*Document segment*:

BEGIN

This is a map, not a textbook. If you want to get into AI — either as a researcher pushing on how models work, or as a builder wiring them into real software — this page lays out what's worth learning, in roughly the order it pays off, and points you at where to go deeper. None of it is secret. The field rewards people who are comfortable being confused for a while and keep going.

The two roads

“Doing AI” splits into two overlapping crafts, and being honest with yourself about which you're chasing saves a lot of wasted effort.

Research — inventing or improving the methods: new architectures, training techniques, ways to evaluate or align models. This leans on maths, reading papers, and running experiments. The output is knowledge.
Application — taking models that already exist and building something useful with them: products, tools, internal systems. This leans on software engineering and good judgement about what models can and can't do. The output is a working thing people use.

The two crafts. Most people lean to one — but the best drift between them.

You don't have to pick forever, and the best people drift between them. But you can be a superb application builder without ever deriving a gradient by hand, and you can do real research without shipping a polished product. Read the section that fits, skim the other.

END

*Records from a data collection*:
BEGIN

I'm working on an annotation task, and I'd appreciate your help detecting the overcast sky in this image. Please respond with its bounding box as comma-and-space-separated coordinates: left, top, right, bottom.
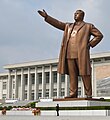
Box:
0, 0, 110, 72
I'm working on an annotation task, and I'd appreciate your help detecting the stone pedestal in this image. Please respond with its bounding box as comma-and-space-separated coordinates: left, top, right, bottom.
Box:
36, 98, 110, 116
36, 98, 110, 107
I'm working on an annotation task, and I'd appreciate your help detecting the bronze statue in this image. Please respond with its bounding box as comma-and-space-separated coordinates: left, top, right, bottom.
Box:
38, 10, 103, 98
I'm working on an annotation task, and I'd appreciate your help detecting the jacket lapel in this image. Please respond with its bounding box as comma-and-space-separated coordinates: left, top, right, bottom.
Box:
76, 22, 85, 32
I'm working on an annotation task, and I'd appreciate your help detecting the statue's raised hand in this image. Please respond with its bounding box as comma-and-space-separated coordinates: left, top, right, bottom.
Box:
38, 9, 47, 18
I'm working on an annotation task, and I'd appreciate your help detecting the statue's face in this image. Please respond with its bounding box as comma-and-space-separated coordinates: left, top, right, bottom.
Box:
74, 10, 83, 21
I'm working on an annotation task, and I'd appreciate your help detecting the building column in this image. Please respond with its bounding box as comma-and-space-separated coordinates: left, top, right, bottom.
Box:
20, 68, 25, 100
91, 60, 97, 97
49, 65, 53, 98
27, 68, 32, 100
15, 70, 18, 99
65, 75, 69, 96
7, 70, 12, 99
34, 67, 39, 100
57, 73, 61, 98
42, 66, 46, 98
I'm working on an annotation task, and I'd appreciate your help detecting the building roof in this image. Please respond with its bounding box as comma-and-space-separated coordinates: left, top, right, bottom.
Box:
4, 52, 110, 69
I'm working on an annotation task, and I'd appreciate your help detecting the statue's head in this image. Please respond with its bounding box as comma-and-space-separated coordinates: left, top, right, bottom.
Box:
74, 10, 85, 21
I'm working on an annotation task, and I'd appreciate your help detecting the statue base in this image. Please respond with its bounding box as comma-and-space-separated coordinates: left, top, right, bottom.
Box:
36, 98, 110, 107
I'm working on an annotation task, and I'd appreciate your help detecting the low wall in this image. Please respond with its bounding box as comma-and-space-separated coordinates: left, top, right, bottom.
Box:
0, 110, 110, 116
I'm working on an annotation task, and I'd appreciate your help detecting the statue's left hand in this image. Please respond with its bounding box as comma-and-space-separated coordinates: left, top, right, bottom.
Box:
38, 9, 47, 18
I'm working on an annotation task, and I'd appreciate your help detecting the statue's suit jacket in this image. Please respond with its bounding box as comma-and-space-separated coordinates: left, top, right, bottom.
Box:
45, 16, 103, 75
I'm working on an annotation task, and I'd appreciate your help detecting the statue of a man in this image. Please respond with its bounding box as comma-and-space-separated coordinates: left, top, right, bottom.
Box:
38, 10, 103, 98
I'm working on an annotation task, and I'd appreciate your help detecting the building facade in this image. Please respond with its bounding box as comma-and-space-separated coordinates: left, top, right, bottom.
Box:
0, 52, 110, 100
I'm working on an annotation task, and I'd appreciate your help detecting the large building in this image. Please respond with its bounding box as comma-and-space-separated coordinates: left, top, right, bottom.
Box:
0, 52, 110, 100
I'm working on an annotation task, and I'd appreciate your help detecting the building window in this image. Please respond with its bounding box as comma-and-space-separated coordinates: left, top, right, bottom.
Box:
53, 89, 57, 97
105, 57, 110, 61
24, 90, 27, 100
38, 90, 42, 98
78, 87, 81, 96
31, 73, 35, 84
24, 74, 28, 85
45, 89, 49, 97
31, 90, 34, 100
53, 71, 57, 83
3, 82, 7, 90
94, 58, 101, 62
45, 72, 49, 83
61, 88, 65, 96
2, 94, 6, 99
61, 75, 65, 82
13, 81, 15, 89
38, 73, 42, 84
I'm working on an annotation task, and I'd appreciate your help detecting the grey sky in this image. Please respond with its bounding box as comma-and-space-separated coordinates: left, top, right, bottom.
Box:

END

*Aim of the task*:
Can you set down the passage of the guide to getting into AI, unchanged, from "Research — inventing" up to and including "skim the other."?

*Result of the exercise*:
Research — inventing or improving the methods: new architectures, training techniques, ways to evaluate or align models. This leans on maths, reading papers, and running experiments. The output is knowledge.
Application — taking models that already exist and building something useful with them: products, tools, internal systems. This leans on software engineering and good judgement about what models can and can't do. The output is a working thing people use.

The two crafts. Most people lean to one — but the best drift between them.

You don't have to pick forever, and the best people drift between them. But you can be a superb application builder without ever deriving a gradient by hand, and you can do real research without shipping a polished product. Read the section that fits, skim the other.